Count the lines in the items below that contain the string "roof" and give only that number.

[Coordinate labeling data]
--- Begin ---

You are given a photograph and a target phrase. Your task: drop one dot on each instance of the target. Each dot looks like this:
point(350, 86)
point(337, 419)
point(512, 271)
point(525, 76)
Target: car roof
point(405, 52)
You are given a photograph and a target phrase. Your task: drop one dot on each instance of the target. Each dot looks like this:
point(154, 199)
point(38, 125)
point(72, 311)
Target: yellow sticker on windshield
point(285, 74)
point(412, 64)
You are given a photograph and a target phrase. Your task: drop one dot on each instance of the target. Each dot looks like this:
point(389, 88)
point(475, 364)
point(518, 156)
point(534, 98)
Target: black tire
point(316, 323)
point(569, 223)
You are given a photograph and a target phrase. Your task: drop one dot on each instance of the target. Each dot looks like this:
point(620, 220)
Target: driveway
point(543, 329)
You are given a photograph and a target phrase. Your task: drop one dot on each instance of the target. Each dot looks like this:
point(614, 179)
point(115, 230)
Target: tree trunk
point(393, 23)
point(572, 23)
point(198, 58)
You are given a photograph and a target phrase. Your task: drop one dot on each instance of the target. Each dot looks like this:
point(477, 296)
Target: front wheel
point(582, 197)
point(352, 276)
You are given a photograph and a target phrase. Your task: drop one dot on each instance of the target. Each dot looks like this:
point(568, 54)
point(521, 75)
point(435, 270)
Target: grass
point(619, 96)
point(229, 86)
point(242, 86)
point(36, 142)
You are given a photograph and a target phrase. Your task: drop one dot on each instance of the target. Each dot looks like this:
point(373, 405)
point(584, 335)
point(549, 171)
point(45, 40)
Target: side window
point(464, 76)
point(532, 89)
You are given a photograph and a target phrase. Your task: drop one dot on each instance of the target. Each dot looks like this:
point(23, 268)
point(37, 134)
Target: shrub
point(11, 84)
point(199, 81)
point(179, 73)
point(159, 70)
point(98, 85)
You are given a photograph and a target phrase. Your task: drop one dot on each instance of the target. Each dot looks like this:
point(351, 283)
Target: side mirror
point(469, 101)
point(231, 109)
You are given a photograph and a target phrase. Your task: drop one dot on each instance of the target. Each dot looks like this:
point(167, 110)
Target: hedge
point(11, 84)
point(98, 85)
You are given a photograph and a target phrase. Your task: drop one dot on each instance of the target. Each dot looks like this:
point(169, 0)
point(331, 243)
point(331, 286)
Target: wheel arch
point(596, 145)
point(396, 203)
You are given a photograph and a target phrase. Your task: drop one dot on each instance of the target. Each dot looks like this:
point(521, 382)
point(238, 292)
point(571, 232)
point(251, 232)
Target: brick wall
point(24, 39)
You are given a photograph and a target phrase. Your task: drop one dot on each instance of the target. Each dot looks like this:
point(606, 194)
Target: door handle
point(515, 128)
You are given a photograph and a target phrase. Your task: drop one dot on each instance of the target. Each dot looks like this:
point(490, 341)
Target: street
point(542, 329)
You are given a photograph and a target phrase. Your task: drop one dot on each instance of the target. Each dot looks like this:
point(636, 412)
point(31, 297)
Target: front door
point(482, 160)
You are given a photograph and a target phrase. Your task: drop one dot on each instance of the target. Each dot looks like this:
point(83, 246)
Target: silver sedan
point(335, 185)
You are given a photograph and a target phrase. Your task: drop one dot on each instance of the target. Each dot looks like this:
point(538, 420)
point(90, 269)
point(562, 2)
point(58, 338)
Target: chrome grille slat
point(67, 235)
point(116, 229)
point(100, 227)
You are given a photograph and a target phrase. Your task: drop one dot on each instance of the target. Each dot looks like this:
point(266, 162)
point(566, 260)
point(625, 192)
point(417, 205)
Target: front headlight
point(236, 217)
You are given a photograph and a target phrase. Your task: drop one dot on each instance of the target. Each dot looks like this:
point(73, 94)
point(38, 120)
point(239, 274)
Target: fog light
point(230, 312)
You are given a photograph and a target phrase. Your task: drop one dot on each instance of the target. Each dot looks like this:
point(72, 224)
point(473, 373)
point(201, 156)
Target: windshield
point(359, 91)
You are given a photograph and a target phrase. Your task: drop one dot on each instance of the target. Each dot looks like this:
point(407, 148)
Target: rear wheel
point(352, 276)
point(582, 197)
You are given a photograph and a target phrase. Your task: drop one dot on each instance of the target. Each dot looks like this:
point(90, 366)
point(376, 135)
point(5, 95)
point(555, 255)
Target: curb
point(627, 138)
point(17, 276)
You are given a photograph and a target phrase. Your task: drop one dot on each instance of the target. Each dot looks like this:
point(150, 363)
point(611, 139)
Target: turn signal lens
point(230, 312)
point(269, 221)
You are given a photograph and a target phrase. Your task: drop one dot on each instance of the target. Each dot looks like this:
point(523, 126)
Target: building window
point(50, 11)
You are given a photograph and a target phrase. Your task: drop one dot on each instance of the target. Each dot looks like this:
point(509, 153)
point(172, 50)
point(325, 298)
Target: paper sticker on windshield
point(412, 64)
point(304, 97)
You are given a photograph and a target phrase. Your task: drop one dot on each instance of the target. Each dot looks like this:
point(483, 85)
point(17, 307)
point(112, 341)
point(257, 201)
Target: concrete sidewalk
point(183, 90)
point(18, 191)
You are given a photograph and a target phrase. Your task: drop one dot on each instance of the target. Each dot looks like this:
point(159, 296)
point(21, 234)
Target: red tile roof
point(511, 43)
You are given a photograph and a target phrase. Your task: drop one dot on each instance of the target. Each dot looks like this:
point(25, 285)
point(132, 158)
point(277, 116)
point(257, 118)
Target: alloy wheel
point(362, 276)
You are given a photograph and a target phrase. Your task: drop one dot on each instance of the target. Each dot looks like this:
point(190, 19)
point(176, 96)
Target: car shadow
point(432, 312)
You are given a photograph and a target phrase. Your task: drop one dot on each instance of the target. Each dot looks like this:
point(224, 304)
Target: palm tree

--- End ---
--- Begin ---

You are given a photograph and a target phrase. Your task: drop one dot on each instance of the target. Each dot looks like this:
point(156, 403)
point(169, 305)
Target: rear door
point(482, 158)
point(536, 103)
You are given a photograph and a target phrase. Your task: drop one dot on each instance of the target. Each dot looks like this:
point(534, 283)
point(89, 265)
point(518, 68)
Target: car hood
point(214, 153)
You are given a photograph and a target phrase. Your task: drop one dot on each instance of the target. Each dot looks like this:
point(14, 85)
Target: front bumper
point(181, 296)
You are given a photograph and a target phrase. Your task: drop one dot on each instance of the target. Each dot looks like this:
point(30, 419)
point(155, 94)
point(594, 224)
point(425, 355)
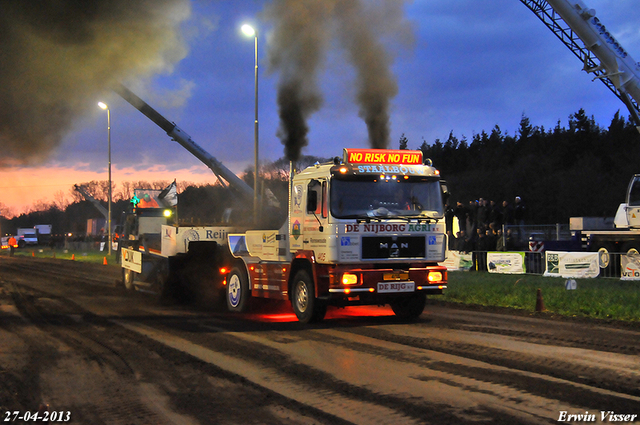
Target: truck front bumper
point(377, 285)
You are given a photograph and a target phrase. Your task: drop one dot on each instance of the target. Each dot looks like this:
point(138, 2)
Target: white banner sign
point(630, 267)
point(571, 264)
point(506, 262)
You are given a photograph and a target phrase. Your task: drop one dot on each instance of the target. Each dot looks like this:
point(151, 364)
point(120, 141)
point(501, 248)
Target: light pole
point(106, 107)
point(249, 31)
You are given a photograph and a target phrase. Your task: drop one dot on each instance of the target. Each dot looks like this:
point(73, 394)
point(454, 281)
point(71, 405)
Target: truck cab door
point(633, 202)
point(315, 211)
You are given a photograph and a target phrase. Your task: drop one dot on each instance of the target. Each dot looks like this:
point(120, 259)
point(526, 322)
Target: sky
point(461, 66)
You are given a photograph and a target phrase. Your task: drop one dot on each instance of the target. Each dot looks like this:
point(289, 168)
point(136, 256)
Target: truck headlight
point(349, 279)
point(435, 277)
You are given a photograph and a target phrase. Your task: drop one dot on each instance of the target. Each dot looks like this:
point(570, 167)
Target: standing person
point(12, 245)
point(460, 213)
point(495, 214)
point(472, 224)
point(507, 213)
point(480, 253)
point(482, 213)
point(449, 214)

--- End ---

Task answer — 2